(Collected data)
- Opening Delimiter -

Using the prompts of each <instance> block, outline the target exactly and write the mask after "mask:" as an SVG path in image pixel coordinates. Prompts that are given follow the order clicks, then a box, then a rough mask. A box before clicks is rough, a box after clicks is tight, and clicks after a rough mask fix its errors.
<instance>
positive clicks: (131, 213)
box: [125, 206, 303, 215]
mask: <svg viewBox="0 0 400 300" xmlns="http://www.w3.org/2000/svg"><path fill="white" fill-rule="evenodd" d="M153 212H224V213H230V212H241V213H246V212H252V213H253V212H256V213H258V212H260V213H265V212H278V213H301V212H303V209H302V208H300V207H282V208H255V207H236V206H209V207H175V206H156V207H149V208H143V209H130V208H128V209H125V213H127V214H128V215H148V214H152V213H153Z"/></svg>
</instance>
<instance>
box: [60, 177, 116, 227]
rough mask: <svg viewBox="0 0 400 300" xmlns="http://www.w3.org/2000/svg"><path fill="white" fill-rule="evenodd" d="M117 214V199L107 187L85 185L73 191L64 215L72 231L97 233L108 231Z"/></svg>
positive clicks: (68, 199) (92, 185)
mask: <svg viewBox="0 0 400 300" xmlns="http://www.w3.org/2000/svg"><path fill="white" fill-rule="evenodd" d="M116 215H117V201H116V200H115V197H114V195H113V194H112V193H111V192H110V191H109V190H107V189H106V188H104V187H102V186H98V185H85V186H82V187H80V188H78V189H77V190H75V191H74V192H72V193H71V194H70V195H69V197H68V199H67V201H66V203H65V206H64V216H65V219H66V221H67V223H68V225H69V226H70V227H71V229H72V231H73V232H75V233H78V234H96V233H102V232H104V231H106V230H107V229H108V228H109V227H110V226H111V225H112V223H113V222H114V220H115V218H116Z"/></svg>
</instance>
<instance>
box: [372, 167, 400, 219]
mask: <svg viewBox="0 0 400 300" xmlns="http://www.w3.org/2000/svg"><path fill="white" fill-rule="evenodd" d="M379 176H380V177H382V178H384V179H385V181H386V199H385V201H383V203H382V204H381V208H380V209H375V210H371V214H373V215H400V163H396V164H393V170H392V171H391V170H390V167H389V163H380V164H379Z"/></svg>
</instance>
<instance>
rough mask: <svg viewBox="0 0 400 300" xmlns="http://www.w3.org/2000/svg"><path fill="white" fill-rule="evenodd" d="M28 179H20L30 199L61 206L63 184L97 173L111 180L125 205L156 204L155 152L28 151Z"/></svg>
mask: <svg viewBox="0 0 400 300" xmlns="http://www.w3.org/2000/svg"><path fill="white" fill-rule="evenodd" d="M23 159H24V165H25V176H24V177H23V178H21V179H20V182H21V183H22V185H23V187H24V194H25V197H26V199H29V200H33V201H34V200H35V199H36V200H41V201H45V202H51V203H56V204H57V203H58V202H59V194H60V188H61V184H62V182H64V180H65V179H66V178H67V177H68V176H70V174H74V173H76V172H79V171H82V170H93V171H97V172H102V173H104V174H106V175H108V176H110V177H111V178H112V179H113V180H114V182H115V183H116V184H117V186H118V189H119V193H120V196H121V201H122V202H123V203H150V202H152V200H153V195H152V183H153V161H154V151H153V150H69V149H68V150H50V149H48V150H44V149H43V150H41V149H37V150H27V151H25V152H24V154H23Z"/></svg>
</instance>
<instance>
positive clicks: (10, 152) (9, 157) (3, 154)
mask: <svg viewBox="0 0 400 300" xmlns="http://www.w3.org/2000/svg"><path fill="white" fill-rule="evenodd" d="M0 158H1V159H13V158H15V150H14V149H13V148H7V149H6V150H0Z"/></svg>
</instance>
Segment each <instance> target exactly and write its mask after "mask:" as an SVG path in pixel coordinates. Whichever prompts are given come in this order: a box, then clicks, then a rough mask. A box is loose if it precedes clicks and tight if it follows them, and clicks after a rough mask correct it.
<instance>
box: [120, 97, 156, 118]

- Closing Delimiter -

> [About this exercise]
Within the entries above, find the string "then" and return each line that holds it.

> [Task output]
Using the prompts of each <instance> block, outline the target exactly and write the mask after "mask:" as an SVG path in image pixel coordinates. Prompts that are given follow the order clicks, then a box, then a rough mask. A box before clicks is rough, a box after clicks is tight, and clicks after a rough mask fix its errors.
Segment each <instance> target exactly and write its mask after "mask:" as an SVG path in pixel coordinates. Whichever prompts are given come in this order: a box, then clicks, then a rough mask. A box is loose if it precedes clicks and tight if it follows them, and clicks after a rough mask correct it.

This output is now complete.